Exactly reproduce the line that contains "Q. Point out the short" and all lines after it in the entries below, through the very last line.

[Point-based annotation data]
◆ ◆ ◆ ◆ ◆ ◆ ◆

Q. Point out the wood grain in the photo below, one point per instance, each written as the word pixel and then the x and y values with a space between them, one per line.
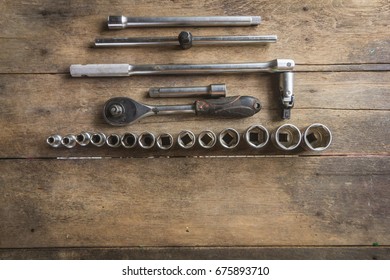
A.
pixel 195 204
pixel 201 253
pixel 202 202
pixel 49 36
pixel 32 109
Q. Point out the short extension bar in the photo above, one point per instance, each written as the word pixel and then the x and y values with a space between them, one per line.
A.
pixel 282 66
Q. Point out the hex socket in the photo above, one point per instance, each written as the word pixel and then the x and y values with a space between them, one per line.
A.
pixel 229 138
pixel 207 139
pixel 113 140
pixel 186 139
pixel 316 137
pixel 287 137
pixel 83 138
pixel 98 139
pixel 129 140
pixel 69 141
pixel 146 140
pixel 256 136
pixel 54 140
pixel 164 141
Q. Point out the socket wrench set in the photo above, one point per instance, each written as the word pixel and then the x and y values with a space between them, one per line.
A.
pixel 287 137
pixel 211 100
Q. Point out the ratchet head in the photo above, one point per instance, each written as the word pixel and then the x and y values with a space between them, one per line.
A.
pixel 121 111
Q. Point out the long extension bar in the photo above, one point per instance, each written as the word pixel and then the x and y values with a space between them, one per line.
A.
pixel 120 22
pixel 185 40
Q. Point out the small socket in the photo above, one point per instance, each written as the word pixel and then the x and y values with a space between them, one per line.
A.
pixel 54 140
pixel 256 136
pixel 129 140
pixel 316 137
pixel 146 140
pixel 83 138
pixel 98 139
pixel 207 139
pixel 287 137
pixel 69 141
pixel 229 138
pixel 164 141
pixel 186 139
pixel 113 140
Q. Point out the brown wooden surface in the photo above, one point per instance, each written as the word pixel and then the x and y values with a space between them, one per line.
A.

◆ ◆ ◆ ◆ ◆ ◆ ◆

WRITTEN REPLY -
Q. Point out the short extension bar in the photo above, one point per instance, each written as the word pixel and then the x and y values with a space between them, one per line.
A.
pixel 282 66
Q. Point out the hex socket in the photo above, one point per instance, each written as the word pixel and then the x and y values with a space between them, one per line.
A.
pixel 229 138
pixel 207 139
pixel 113 140
pixel 186 139
pixel 316 137
pixel 287 137
pixel 83 138
pixel 98 139
pixel 129 140
pixel 69 141
pixel 146 140
pixel 256 136
pixel 54 140
pixel 164 141
Q. Point out the socket wrench set in the photo above, one point per instance, each written as the word pixel and then the x and y values with a space between them, one per line.
A.
pixel 287 137
pixel 211 100
Q. Point out the ratchet head in the photo above, one point per instance, each written as the word pixel and then the x and y values with a space between them, one per line.
A.
pixel 121 111
Q. Point out the long extension bar in the photo above, one point per instance, each written as the word pixel and then the x and y values with a space between them, one per line.
A.
pixel 120 22
pixel 185 40
Q. Point out the small socket in the photo above, one point per instance, each written as the word pixel and then the x and y values with a space between them, one per line.
A.
pixel 54 140
pixel 256 136
pixel 129 140
pixel 316 137
pixel 146 140
pixel 83 138
pixel 98 139
pixel 207 139
pixel 287 137
pixel 69 141
pixel 229 138
pixel 164 141
pixel 186 139
pixel 113 140
Q. Point out the brown wooden surface in the photo above, one point per instance, each written as the word pixel and then the x and y values with a space between them, one per line.
A.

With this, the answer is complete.